*PROBLEM TO WORK ON*
Exactly as written, reproduce all of the entries.

*Spatial localization data*

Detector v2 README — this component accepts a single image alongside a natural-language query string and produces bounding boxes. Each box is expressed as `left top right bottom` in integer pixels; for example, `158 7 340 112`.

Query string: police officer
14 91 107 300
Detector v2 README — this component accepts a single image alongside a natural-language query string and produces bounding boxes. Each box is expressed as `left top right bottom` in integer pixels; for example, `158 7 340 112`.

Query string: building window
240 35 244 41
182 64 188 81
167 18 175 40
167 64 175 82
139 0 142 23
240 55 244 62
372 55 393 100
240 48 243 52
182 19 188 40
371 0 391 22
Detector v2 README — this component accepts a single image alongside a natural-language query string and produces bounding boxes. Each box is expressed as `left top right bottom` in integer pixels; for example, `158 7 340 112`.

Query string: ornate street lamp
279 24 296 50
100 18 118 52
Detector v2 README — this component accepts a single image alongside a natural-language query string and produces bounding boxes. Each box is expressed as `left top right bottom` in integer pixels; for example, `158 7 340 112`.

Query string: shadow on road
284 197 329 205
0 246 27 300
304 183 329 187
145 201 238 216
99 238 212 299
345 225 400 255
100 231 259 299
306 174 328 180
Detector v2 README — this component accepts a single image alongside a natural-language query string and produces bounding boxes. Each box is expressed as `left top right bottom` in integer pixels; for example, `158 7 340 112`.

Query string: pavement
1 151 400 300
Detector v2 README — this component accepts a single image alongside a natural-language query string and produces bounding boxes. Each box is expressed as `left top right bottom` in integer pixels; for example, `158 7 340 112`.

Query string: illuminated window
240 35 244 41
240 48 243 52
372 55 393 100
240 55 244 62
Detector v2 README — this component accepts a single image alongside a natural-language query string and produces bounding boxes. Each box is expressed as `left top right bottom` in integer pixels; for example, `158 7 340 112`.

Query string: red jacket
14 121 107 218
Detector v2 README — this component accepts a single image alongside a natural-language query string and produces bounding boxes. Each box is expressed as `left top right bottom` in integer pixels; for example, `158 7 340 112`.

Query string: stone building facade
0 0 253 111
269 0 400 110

*TASK RESPONSE*
Detector v2 README — this component accepts a single image alongside a natural-language query string and produces bounding boxes. Each box is expressed as `left top right bottom` in integer pixels; for example, `158 7 340 112`.

Query string: police officer
14 91 107 300
Detector v2 README — this component accepts a single image alongside a natural-language query string and produces bounding boxes. Each box is expressed as `left top right bottom` in integer pixels; for example, `158 7 340 112`.

Query string: building window
240 35 244 41
182 64 188 81
167 18 175 40
167 64 175 82
139 0 142 23
240 55 244 62
372 55 393 100
240 48 243 52
182 19 188 40
371 0 391 22
Detector v2 README — this component accepts a single image alongside a natural-language query string and produces bounding boxes. Each box is expressed as `left top right bottom` in integer pixels; for example, `158 7 340 112`.

Query string: ornate street lamp
279 24 296 50
100 18 118 52
Detector v2 README — this component accepts a single image alongside a natural-language query string and produces bounding boxes. Each box is expressed as `left top right bottom` in integer pixels; for example, `158 7 340 112`.

Query string: shadow on road
284 197 329 205
0 246 27 300
304 183 329 187
145 201 238 216
99 238 212 299
345 225 400 255
100 231 259 299
306 174 328 180
Detector v2 README — this component accepts a single image alongside a natural-language query string and produces bounding boxes. Each box is expressed as `left top right bottom` in integer pixels; for example, `158 7 340 112`.

Query string: pavement
1 151 400 300
Detector v2 README — this component accepts a single image alongside a natural-language query string and produces bounding boxes. Each box is expressed as `left top right bottom` in integer pixels; for example, `158 7 340 112`.

Query string: illuminated window
240 35 244 41
240 48 243 52
372 55 393 100
240 55 244 62
Detector v2 README — this component accepts a single image alongside a natural-language query string and produces bounding boxes. Each box is expressed as `left top right bottom` in integer pixels; for example, `158 7 340 112`.

Query string: red jacket
14 121 107 218
Detector v2 README — this component accepts a single image alongside a natural-language query string and produces bounding boxes. Each box is expressed as `left top right bottom` in integer pixels; for example, `158 7 340 112`.

Query string: stone building facade
0 0 253 111
269 0 400 110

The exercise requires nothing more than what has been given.